-- Start of DATA TO USE --

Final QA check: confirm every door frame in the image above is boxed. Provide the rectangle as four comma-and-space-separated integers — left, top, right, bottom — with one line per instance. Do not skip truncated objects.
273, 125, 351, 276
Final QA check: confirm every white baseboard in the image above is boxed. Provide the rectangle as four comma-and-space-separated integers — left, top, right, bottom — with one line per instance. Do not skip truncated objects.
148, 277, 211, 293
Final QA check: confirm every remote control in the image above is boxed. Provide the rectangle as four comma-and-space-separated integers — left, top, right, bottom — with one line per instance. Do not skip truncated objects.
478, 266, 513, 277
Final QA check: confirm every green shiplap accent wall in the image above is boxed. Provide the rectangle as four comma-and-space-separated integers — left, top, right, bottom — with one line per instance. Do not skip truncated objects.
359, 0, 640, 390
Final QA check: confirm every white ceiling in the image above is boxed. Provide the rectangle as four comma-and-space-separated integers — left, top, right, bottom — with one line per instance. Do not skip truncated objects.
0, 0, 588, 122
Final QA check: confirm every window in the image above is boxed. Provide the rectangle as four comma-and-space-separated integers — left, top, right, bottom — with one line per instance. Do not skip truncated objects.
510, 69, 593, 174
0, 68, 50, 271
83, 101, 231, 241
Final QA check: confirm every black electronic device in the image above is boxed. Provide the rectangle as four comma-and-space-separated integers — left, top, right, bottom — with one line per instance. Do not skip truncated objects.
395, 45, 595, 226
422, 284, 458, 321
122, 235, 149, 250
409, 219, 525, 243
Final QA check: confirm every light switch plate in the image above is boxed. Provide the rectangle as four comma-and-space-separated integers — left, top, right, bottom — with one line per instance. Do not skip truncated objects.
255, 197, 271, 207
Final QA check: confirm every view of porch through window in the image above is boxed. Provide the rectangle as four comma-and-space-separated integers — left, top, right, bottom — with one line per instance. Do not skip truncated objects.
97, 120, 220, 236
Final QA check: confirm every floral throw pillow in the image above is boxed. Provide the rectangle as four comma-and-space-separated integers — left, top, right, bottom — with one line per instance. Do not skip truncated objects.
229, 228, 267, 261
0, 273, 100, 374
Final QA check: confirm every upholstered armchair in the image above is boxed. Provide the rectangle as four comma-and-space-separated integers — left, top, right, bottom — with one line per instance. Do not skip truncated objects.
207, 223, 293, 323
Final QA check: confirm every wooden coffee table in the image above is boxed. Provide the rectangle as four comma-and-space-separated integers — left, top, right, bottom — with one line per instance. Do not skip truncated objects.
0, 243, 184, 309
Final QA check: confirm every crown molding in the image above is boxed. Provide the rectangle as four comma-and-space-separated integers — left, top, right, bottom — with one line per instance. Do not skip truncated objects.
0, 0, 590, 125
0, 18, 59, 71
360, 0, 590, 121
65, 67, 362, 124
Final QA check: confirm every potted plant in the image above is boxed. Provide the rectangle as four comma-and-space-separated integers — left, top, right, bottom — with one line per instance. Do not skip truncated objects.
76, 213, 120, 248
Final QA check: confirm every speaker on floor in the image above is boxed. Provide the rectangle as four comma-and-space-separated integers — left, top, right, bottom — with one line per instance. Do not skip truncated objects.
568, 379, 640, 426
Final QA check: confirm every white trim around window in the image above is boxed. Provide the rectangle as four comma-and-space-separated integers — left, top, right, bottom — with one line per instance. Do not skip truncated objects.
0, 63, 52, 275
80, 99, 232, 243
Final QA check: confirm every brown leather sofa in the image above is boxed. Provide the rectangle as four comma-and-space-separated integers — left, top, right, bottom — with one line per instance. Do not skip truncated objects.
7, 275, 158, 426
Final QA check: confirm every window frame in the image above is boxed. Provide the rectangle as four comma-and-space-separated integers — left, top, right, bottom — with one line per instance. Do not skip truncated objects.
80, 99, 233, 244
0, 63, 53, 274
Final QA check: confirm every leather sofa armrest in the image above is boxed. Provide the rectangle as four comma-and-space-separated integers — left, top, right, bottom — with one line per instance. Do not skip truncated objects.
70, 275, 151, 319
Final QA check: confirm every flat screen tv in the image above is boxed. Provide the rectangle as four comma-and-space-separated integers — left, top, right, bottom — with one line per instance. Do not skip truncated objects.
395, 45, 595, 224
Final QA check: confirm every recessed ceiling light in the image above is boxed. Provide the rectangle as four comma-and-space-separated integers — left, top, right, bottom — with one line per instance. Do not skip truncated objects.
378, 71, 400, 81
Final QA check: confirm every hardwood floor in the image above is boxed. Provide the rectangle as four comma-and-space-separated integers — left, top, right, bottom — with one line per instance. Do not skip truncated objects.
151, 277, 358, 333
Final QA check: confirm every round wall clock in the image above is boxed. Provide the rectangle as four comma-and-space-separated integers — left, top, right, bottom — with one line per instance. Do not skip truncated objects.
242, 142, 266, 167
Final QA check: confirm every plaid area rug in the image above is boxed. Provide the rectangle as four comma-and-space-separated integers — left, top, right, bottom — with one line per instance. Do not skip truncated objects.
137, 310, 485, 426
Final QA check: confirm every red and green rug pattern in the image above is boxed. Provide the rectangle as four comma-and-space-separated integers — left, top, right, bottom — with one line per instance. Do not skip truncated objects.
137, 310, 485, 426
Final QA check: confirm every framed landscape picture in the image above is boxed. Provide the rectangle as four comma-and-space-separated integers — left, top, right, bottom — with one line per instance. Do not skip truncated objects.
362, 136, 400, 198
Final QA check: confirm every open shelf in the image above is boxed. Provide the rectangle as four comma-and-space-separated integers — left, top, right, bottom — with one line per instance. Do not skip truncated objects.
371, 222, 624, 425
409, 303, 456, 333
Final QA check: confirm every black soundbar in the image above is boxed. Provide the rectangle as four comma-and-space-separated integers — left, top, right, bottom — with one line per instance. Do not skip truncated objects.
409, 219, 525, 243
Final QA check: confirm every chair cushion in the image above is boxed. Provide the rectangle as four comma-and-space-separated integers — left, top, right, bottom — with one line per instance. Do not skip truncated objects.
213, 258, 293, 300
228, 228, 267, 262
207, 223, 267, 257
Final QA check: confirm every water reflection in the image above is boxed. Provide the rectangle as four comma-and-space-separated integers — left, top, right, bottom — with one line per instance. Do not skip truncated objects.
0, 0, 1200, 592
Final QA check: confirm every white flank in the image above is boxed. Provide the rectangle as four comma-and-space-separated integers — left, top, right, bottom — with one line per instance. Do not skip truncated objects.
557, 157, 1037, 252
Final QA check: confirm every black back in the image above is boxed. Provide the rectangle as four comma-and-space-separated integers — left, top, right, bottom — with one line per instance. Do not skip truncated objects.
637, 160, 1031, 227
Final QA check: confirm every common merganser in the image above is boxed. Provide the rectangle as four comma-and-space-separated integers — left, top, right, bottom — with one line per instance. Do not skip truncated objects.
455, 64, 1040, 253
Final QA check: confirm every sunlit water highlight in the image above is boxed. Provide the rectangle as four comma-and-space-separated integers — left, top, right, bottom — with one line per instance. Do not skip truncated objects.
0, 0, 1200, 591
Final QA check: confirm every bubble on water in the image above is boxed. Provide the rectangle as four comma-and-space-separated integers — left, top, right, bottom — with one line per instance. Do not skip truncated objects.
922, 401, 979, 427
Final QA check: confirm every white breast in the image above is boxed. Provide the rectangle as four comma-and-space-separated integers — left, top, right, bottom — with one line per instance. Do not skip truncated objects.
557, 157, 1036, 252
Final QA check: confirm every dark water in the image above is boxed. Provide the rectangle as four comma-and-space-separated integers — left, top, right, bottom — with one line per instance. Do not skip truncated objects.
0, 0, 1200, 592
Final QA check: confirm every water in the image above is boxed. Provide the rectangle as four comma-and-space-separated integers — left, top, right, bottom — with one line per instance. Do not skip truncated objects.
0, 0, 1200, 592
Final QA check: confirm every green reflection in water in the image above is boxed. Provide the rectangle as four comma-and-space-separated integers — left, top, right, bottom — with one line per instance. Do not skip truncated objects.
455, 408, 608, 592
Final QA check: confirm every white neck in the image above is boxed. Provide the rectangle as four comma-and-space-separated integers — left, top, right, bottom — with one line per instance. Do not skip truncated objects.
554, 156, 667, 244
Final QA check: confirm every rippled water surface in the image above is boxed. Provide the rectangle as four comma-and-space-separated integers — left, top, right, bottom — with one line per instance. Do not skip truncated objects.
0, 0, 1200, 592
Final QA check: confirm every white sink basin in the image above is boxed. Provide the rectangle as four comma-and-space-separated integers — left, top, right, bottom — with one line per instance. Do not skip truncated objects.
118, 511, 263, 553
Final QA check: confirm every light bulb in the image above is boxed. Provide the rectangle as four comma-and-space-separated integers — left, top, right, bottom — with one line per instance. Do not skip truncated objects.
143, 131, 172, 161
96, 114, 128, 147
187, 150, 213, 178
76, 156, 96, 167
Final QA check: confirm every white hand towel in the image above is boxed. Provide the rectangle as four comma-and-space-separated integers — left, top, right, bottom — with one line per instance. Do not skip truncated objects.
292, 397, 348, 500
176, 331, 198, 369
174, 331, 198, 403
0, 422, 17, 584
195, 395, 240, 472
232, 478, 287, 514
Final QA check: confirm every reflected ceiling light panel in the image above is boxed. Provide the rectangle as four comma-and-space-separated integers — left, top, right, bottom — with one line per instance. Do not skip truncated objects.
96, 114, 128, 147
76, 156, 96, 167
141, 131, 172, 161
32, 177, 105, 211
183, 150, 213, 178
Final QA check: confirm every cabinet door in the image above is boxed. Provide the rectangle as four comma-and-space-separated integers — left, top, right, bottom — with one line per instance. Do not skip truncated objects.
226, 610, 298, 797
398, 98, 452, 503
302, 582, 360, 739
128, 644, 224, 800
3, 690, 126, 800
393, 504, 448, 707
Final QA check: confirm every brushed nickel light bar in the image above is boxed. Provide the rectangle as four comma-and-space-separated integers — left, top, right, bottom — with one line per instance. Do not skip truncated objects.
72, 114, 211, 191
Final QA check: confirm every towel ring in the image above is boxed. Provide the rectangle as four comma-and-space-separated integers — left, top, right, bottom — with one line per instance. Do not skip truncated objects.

-- End of DATA TO USE --

# TASK DESCRIPTION:
Swap "rectangle" for "bounding box" in the data between the lines holding "Final QA check: confirm every water reflection" and "557, 157, 1037, 252", inclusive. Give back only those lines, with nothing else changed.

# SOLVED EXERCISE:
Final QA check: confirm every water reflection in the image above is boxed. Provide the bounding box as four comma-and-space-separated integers — left, top, right, bottom — with one line per instance. Do not skip truncated objects.
0, 0, 1200, 592
Final QA check: confirm every white flank in the image above is boxed. Provide the bounding box as four comma-and-space-separated integers — left, top, right, bottom — with one line per instance. Do not skip truncated objects.
557, 157, 1037, 252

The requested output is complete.